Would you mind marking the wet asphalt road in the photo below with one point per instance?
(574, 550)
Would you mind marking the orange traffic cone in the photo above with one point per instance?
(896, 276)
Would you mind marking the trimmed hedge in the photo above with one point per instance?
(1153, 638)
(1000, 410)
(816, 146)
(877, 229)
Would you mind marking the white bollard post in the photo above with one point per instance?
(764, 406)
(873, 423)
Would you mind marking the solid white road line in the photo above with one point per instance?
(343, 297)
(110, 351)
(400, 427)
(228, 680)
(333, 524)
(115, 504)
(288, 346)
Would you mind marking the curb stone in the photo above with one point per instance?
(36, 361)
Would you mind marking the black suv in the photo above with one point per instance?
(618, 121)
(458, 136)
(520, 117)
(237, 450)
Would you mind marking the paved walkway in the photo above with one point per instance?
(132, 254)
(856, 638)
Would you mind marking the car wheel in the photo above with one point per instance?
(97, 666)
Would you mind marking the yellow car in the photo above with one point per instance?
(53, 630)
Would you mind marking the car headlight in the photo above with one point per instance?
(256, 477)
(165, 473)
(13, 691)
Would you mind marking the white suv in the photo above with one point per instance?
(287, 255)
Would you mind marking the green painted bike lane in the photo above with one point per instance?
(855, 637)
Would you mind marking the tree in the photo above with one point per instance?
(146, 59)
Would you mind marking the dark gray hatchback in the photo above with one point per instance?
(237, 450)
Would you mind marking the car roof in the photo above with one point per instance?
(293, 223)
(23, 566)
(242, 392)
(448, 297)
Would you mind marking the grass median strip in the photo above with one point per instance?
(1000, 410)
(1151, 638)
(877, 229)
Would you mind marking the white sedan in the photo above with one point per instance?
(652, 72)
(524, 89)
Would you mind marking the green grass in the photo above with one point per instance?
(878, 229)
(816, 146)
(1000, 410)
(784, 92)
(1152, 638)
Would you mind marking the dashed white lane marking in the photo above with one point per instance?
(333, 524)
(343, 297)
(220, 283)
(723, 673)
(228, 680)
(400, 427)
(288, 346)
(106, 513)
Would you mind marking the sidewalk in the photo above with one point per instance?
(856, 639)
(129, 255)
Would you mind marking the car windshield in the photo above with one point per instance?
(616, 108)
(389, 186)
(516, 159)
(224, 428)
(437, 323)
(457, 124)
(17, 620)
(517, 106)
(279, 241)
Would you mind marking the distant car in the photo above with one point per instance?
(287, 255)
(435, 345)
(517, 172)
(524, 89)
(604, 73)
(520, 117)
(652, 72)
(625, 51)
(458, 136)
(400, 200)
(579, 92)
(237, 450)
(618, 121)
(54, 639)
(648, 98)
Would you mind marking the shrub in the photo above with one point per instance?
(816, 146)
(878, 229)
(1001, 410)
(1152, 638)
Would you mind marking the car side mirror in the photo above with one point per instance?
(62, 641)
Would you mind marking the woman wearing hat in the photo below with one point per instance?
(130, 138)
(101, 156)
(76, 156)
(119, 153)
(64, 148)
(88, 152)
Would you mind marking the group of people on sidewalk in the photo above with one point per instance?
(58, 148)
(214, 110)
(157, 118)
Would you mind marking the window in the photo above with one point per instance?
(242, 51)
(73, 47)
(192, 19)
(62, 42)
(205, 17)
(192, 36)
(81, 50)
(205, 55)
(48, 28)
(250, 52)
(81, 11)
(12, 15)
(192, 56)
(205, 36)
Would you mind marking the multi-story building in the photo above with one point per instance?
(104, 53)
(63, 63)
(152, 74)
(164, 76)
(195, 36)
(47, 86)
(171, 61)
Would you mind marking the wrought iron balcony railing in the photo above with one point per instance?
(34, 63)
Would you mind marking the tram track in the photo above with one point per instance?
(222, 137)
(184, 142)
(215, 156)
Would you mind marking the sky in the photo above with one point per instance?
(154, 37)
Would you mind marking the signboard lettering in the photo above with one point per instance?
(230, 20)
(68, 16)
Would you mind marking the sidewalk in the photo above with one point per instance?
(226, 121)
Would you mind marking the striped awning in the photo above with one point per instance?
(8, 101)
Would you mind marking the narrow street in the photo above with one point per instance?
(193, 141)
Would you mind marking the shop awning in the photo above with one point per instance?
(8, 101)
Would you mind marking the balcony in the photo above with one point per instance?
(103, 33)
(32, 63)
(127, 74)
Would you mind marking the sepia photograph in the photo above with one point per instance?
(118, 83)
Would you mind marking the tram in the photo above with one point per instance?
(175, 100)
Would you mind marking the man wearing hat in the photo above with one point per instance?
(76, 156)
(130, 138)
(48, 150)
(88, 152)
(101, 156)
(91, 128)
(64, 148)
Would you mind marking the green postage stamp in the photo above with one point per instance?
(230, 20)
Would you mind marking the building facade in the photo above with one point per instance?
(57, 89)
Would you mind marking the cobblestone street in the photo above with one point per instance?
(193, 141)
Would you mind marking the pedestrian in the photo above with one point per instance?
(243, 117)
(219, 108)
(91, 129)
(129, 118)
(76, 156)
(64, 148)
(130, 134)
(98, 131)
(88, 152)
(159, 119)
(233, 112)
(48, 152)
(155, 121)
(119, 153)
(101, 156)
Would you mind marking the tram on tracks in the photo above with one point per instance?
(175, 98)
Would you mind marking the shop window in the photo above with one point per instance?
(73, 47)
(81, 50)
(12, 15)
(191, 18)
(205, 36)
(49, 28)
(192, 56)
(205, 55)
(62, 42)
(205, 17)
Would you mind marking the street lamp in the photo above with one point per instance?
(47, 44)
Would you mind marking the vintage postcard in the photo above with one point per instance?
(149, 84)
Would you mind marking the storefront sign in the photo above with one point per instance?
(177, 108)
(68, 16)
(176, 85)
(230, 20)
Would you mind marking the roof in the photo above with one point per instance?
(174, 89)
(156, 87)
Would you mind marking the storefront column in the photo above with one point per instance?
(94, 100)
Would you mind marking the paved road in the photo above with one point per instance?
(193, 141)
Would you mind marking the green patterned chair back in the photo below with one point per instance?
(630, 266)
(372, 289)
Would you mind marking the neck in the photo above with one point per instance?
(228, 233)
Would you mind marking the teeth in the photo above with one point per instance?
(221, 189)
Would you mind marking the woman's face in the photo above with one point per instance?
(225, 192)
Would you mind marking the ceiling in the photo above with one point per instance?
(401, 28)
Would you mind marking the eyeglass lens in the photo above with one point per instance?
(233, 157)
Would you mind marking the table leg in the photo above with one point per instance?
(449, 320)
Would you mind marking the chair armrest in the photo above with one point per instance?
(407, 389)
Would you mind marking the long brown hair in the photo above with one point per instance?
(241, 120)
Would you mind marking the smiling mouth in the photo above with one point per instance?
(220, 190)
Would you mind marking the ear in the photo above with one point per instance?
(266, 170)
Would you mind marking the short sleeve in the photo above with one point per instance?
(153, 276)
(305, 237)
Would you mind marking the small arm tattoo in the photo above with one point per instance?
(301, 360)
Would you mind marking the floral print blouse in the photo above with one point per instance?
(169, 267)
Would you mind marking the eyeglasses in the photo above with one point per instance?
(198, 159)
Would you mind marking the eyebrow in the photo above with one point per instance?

● **AIM OF THE EXERCISE**: Copy the entries word for word. Leave nothing out.

● **RESULT OF THIS EXERCISE**:
Would you mind marking the wet asphalt road in the photo below with one point per instance?
(574, 550)
Would you mind marking the orange traffic cone in the photo above with one point per instance?
(896, 276)
Would you mind marking the trimmed hedge in the photo above with one point per instance?
(1153, 638)
(1000, 410)
(816, 146)
(877, 229)
Would you mind marking the white bollard post in the photo above with one point per instance?
(764, 406)
(873, 423)
Would you mind marking the solid white road line in the photo above with one point per instance?
(343, 297)
(110, 351)
(400, 427)
(228, 680)
(333, 524)
(115, 504)
(288, 346)
Would you mind marking the curb stone in the photo above with one point per instance?
(36, 361)
Would you mind marking the black suv in the photo above with one point per instance?
(618, 121)
(458, 136)
(520, 117)
(237, 450)
Would you mind marking the paved walkway in the photo above with one point per instance?
(132, 254)
(856, 638)
Would you mind marking the car wheel in the photo above with one point per instance?
(97, 666)
Would you mind marking the yellow car in the photo above with one point per instance?
(53, 630)
Would you mind marking the car headlight in the photo above with one point per instance?
(256, 477)
(165, 473)
(13, 691)
Would you mind marking the white suv in the photo above with one point per instance?
(287, 255)
Would you mind marking the green painted bike lane in the photo above with one point per instance?
(855, 637)
Would you mind marking the tree in the photo above with one point per instance?
(146, 59)
Would you mind marking the dark gray hatchback in the photo above with one point per instance?
(237, 450)
Would you mind marking the car roof in the photo above with one point per instance?
(293, 223)
(23, 566)
(242, 392)
(448, 297)
Would you mind marking the grass median strip in the photo above with one point per instance?
(1000, 410)
(1151, 638)
(877, 229)
Would you mind marking the white sedan in the photo above with one point per instance?
(652, 72)
(524, 89)
Would you mind marking the green grass in the photo above with one point per instance?
(878, 229)
(816, 146)
(1000, 410)
(784, 92)
(1152, 638)
Would you mind marking the dashed white lane marking in the photo above with one point per instance?
(333, 524)
(343, 297)
(220, 283)
(723, 673)
(228, 680)
(400, 427)
(288, 346)
(106, 513)
Would you mind marking the sidewalk in the photo above with one point per instance?
(856, 639)
(129, 255)
Would you mind marking the car windshield in the photo above with one point per instance?
(616, 108)
(389, 186)
(516, 159)
(224, 428)
(437, 323)
(457, 124)
(17, 620)
(517, 106)
(279, 241)
Would you mind marking the distant car in the photo above with one point per instance?
(287, 255)
(435, 345)
(517, 172)
(524, 89)
(604, 73)
(520, 117)
(652, 72)
(625, 51)
(458, 136)
(400, 200)
(579, 92)
(237, 450)
(618, 121)
(54, 639)
(648, 98)
Would you mind marking the shrub in the photo above with one point per instance?
(816, 146)
(878, 229)
(1001, 410)
(1152, 638)
Would you mind marking the car side mirror in the photo above with one point per instance?
(62, 641)
Would you mind marking the woman wearing hat in the photo below with one point per instance?
(130, 138)
(101, 156)
(76, 156)
(119, 153)
(64, 148)
(88, 152)
Would you mind marking the group of people on sidewalk in the photo above with one point per instance?
(58, 148)
(214, 110)
(157, 118)
Would you mind marking the window in the photo above with one point per instance?
(242, 51)
(73, 47)
(192, 19)
(62, 42)
(205, 17)
(192, 36)
(81, 50)
(205, 55)
(48, 28)
(250, 52)
(81, 11)
(12, 15)
(192, 56)
(205, 36)
Would you mind marking the multi-story building in the photo above with one point per instance?
(104, 53)
(63, 63)
(152, 74)
(164, 76)
(195, 36)
(47, 86)
(171, 61)
Would you mind marking the wrought iron balcony railing in the photo above with one point per instance?
(34, 63)
Would you mind marking the tram track in the photo above with one point per instance?
(222, 137)
(184, 142)
(215, 156)
Would you mind marking the sky in the photo above with one point per instance?
(154, 37)
Would you mind marking the signboard lettering in the photo above with one point per instance?
(230, 20)
(68, 16)
Would you mind marking the sidewalk in the photo above with one point per instance?
(226, 121)
Would you mind marking the striped awning in the photo above with one point per instance?
(8, 101)
Would you mind marking the narrow street in the photo above with one point per instance?
(193, 141)
Would you mind marking the shop awning in the photo above with one point per instance?
(8, 101)
Would you mind marking the balcony in the photo above with one point per instance?
(103, 33)
(32, 63)
(127, 74)
Would you mind marking the sepia photograph in the photo above with one point per instance?
(118, 83)
Would you mind marking the tram in the photo above with one point per instance?
(175, 100)
Would you mind marking the man wearing hat in the photo above with one point per instance?
(76, 156)
(130, 138)
(48, 150)
(88, 152)
(101, 156)
(91, 128)
(64, 148)
Would you mind marking the green postage stamp in the photo above with one point per instance?
(230, 20)
Would you mind marking the building facade in the photo above with one point per instance?
(57, 89)
Would you mind marking the cobblestone street in the photo above with one point per instance?
(193, 141)
Would you mind marking the pedestrian in the photo above with one point per instance?
(243, 117)
(219, 108)
(91, 129)
(129, 118)
(76, 156)
(64, 148)
(130, 134)
(98, 131)
(88, 152)
(159, 119)
(233, 112)
(48, 152)
(155, 121)
(119, 153)
(101, 156)
Would you mind marking the tram on tracks in the photo above with one point per instance?
(175, 98)
Would you mind marking the shop window in the photo above with one point per instance?
(73, 47)
(81, 50)
(12, 15)
(191, 18)
(205, 36)
(49, 28)
(192, 56)
(205, 55)
(62, 42)
(205, 17)
Would you mind marking the street lamp in the photo above with one point per instance?
(47, 44)
Would you mind marking the vintage postcard in the photo above with one point per instance?
(149, 84)
Would you mind marking the storefront sign in the photo above with one point per instance?
(177, 108)
(68, 16)
(176, 85)
(230, 20)
Would you mind marking the roof in the photo above with one point per instance?
(174, 89)
(156, 87)
Would you mind marking the storefront column in the photo above with one point per instance?
(94, 100)
Would you mind marking the paved road in the photo above with one point per instance?
(193, 141)
Would you mind marking the green patterned chair back in the photo below with one point per instance?
(630, 266)
(372, 289)
Would you mind marking the neck in the photo above with one point per instance?
(228, 233)
Would you mind marking the teeth in the photo above with one point per instance?
(221, 189)
Would you mind marking the woman's face in the photo above with one point per instance?
(225, 192)
Would you mind marking the ceiling in the photo above with one point per instance?
(401, 28)
Would you mind marking the eyeglass lens in the photo above with one point per instance?
(233, 157)
Would you mind marking the table leg in the photo above with one point per instance?
(449, 320)
Would you mind marking the chair armrest in the photo above with one point per instance?
(407, 389)
Would you mind marking the long brown hair in the photo above with one point per instance?
(241, 120)
Would you mind marking the smiling mouth in the photo above with one point per instance?
(220, 190)
Would you mind marking the ear in the photo above with one point per instance?
(266, 170)
Would you mind marking the short sleeve in the photo above with one point per instance?
(153, 276)
(305, 237)
Would you mind marking the small arm tattoo in the photo above with one point per instance?
(301, 360)
Would you mind marking the floral print blouse in the photo above with one point per instance?
(169, 267)
Would you mind marking the eyeglasses in the photo above with one point per instance?
(198, 159)
Would you mind marking the eyebrow in the photo above with one point per instance?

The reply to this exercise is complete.